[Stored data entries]
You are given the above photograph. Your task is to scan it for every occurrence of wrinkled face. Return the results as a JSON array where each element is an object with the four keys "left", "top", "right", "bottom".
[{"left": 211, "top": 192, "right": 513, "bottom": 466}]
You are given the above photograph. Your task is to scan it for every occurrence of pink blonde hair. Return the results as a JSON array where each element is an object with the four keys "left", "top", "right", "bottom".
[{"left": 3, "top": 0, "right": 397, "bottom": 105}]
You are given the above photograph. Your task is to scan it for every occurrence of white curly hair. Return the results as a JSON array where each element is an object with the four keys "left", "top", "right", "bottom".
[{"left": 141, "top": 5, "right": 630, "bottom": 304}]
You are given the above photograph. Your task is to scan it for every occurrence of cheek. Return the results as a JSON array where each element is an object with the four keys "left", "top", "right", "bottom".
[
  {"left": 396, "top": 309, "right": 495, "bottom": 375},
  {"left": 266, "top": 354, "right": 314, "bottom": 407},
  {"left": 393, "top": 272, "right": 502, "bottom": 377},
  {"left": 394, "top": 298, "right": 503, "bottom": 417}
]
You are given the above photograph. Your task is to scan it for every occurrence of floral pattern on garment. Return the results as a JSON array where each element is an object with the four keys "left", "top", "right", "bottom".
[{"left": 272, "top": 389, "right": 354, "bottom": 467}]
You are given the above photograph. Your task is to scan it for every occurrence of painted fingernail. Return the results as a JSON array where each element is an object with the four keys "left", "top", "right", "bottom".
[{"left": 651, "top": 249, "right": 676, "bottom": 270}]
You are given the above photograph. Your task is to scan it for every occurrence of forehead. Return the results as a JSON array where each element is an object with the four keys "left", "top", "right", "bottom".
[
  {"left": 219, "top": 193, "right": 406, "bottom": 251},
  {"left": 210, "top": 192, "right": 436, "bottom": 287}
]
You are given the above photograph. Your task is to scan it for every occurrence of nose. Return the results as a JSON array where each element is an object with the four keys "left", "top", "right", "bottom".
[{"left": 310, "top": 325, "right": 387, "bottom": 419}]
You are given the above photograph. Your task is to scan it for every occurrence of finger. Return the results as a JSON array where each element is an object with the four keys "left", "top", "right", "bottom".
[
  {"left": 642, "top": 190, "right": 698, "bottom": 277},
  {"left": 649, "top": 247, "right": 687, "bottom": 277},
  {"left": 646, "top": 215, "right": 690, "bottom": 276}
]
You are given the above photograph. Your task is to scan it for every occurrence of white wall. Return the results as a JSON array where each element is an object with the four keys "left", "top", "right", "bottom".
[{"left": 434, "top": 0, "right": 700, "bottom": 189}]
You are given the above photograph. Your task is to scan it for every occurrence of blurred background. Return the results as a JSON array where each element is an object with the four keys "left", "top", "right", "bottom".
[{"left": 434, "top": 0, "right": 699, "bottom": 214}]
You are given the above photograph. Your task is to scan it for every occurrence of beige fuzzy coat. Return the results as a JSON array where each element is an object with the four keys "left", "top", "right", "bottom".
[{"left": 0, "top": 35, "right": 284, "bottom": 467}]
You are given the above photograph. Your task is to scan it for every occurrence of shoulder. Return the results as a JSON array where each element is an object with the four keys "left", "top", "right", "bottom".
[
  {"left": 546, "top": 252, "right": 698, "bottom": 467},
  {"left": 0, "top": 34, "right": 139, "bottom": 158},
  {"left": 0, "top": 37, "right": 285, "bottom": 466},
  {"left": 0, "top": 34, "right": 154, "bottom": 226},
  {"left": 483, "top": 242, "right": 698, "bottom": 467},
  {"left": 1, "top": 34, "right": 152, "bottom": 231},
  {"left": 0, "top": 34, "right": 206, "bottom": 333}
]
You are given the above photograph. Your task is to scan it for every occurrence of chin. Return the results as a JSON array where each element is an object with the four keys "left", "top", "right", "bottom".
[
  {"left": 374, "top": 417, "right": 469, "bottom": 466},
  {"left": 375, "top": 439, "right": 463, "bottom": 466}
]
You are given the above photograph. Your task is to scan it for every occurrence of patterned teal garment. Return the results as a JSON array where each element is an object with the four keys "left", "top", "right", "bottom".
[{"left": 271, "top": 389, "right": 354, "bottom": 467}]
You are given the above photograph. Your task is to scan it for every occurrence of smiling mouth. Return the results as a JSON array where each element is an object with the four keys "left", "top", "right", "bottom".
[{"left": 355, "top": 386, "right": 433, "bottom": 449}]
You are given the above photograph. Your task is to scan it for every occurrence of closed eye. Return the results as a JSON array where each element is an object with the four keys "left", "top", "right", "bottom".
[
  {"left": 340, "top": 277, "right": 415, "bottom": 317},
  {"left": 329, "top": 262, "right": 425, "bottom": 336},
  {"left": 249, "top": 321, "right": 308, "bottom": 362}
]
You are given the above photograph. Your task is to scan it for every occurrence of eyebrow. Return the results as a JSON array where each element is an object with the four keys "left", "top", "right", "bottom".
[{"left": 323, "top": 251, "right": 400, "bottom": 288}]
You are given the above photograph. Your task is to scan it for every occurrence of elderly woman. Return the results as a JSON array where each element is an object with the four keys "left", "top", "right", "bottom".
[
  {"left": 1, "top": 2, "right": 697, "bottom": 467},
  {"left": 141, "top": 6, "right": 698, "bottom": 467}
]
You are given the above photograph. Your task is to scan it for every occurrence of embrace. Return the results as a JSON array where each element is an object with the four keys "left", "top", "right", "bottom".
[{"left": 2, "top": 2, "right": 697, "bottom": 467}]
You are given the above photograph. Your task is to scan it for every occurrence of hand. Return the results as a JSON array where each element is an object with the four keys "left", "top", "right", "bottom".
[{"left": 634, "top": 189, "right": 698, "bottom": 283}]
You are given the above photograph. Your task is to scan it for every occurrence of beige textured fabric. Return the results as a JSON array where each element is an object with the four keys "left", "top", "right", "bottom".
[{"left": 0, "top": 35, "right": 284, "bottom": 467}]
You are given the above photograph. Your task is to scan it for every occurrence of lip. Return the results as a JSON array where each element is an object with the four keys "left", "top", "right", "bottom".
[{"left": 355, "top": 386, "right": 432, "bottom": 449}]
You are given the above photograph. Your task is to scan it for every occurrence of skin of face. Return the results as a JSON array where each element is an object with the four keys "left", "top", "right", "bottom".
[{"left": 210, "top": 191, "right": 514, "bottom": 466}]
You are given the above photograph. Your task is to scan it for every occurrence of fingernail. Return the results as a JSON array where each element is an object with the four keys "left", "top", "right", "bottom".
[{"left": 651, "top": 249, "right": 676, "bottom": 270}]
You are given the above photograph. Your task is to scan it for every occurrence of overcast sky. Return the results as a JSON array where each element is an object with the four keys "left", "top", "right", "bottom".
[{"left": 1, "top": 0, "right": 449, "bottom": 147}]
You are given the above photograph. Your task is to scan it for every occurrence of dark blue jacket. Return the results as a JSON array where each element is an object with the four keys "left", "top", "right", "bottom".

- Assigned task -
Would you transcribe every entry exactly?

- Your response -
You are given the above photograph. Your task is to scan it for every occurrence of wrinkled face. Return the results as a JSON array where each element is an object with the four keys "left", "top", "right", "bottom".
[{"left": 211, "top": 192, "right": 513, "bottom": 466}]
You are given the above photograph. Your task is to scan it for every occurrence of pink blonde hair. Return the results as a JSON array where each element is an object with the four keys "left", "top", "right", "bottom".
[{"left": 3, "top": 0, "right": 397, "bottom": 105}]
You are given the above photograph. Your task is to scan it for every occurrence of white curly hair. Return the results as a JSON array where each element is an object with the four keys "left", "top", "right", "bottom".
[{"left": 141, "top": 5, "right": 630, "bottom": 304}]
You are given the above photograph. Your task is to scan it for every occurrence of cheek. Return the results as a JSON array where each element is an object with the four keys "left", "top", "right", "bottom".
[
  {"left": 396, "top": 309, "right": 495, "bottom": 375},
  {"left": 266, "top": 354, "right": 314, "bottom": 407},
  {"left": 393, "top": 272, "right": 502, "bottom": 377},
  {"left": 394, "top": 298, "right": 503, "bottom": 417}
]
You are given the above photograph. Your task is to scan it for every occurrence of floral pattern on garment. Return the results as a JSON array where each element is an object with the four keys "left", "top", "right", "bottom".
[{"left": 272, "top": 389, "right": 354, "bottom": 467}]
You are given the above photograph. Your task is to scan it for every occurrence of painted fingernail. Return the results as a JSON array where each element is an object with the four keys "left", "top", "right", "bottom".
[{"left": 651, "top": 249, "right": 676, "bottom": 270}]
You are given the above photograph. Your task is to scan it for every occurrence of forehead. Return the results as a JSON array where each element is an object with the four keys "left", "top", "right", "bottom".
[
  {"left": 219, "top": 193, "right": 406, "bottom": 251},
  {"left": 210, "top": 192, "right": 436, "bottom": 287}
]
You are given the above photograph. Your task is to scan it for every occurrence of nose. Return the results as a JSON array where each element is an object with the four keys "left", "top", "right", "bottom".
[{"left": 310, "top": 325, "right": 387, "bottom": 419}]
You are given the above photograph. Your task is to scan it for every occurrence of finger. Return the results as a JSON array where each element is an object with the four keys "left", "top", "right", "bottom".
[
  {"left": 642, "top": 190, "right": 698, "bottom": 277},
  {"left": 649, "top": 247, "right": 687, "bottom": 277},
  {"left": 646, "top": 215, "right": 690, "bottom": 276}
]
You are given the above photograph. Your task is to scan it for every occurrence of white wall. Return the results as a JSON array where each element is an object with the four keys "left", "top", "right", "bottom".
[{"left": 434, "top": 0, "right": 700, "bottom": 189}]
You are given the above photograph. Your task is to scan it for every occurrence of blurred background. Return the results as a JSON array where each element is an object with the four keys "left", "top", "right", "bottom".
[{"left": 434, "top": 0, "right": 699, "bottom": 214}]
You are given the above photograph. Your task is to scan it for every occurrence of beige fuzzy coat. Return the results as a JSON array where each element is an object with the four keys "left", "top", "right", "bottom".
[{"left": 0, "top": 35, "right": 284, "bottom": 467}]
You are given the above photograph. Your task is to scan it for every occurrence of shoulder. Return the results as a JSON array where each element is an object with the four keys "left", "top", "right", "bottom".
[
  {"left": 546, "top": 252, "right": 698, "bottom": 467},
  {"left": 0, "top": 34, "right": 139, "bottom": 158},
  {"left": 0, "top": 37, "right": 285, "bottom": 466},
  {"left": 0, "top": 34, "right": 154, "bottom": 226},
  {"left": 483, "top": 242, "right": 698, "bottom": 467},
  {"left": 1, "top": 34, "right": 152, "bottom": 231},
  {"left": 0, "top": 34, "right": 206, "bottom": 333}
]
You are given the above photograph. Your task is to scan it for every occurrence of chin. Return the results as a JSON array where each element is an object with the four keys "left", "top", "right", "bottom".
[
  {"left": 374, "top": 417, "right": 469, "bottom": 466},
  {"left": 375, "top": 439, "right": 463, "bottom": 466}
]
You are given the above photograph. Your task is to scan it for every occurrence of patterned teal garment. Return the results as a JSON array where each element is an object with the four keys "left", "top", "right", "bottom".
[{"left": 271, "top": 389, "right": 354, "bottom": 467}]
You are given the above photograph. Your task is to scan it for every occurrence of smiling mouth. Return the results as a JSON array where each element is an object with the four keys "left", "top", "right", "bottom".
[{"left": 355, "top": 386, "right": 433, "bottom": 449}]
You are given the above photograph. Your task is to scan it for every occurrence of closed eye. Return the results as a JSON array where each element is an object with the four keys "left", "top", "right", "bottom".
[
  {"left": 340, "top": 277, "right": 415, "bottom": 317},
  {"left": 329, "top": 262, "right": 425, "bottom": 336},
  {"left": 249, "top": 321, "right": 308, "bottom": 362}
]
You are given the above photograph. Your task is to scan it for every occurrence of eyebrow. Return the results as a JSON array where each element is an object with the four keys "left", "top", "right", "bottom".
[{"left": 323, "top": 251, "right": 400, "bottom": 288}]
You are given the above photograph. Your task is to scan it for every occurrence of elderly woman. Return the results as a JSON array where each element is an object with the four keys "left", "top", "right", "bottom".
[
  {"left": 1, "top": 2, "right": 697, "bottom": 467},
  {"left": 141, "top": 6, "right": 698, "bottom": 467}
]
You are given the above photograph. Your task is to scan it for every occurrence of embrace. Return the results as a JSON array where each element is an object with the four keys "left", "top", "right", "bottom".
[{"left": 2, "top": 2, "right": 697, "bottom": 467}]
You are given the above photograph. Your task is to scan it for every occurrence of hand. Return the results as a JSON array where each element is an object with the four keys "left", "top", "right", "bottom".
[{"left": 634, "top": 189, "right": 698, "bottom": 283}]
You are given the above photograph. Your task is to scan it for every occurrence of beige textured fabric. Return the results as a JSON array where each element is an object with the four keys "left", "top", "right", "bottom".
[{"left": 0, "top": 35, "right": 284, "bottom": 467}]
You are given the above photograph. Your task is to scan it for every occurrence of lip. Return the results as a JSON array where each element is an object with the four keys "left", "top", "right", "bottom".
[{"left": 355, "top": 386, "right": 432, "bottom": 449}]
You are given the above photograph. Your task is to scan it for every occurrence of skin of face. Return the results as a JSON array where each element is an object with the four keys "left", "top", "right", "bottom".
[{"left": 210, "top": 191, "right": 514, "bottom": 466}]
You are given the above photograph. Your task is to scan it for every occurrence of fingernail. Return the results as a JSON array where each element is an object with the four keys "left", "top", "right", "bottom".
[{"left": 651, "top": 249, "right": 676, "bottom": 270}]
You are given the above photograph. Your task is to scan it for every occurrence of overcast sky. Return the results as a JSON array where each element is an object with the four keys "left", "top", "right", "bottom".
[{"left": 1, "top": 0, "right": 449, "bottom": 147}]
You are given the above photograph. Your task is to scan it for every occurrence of dark blue jacket. Return the results as a JSON array where each element is an object with the four keys "left", "top", "right", "bottom".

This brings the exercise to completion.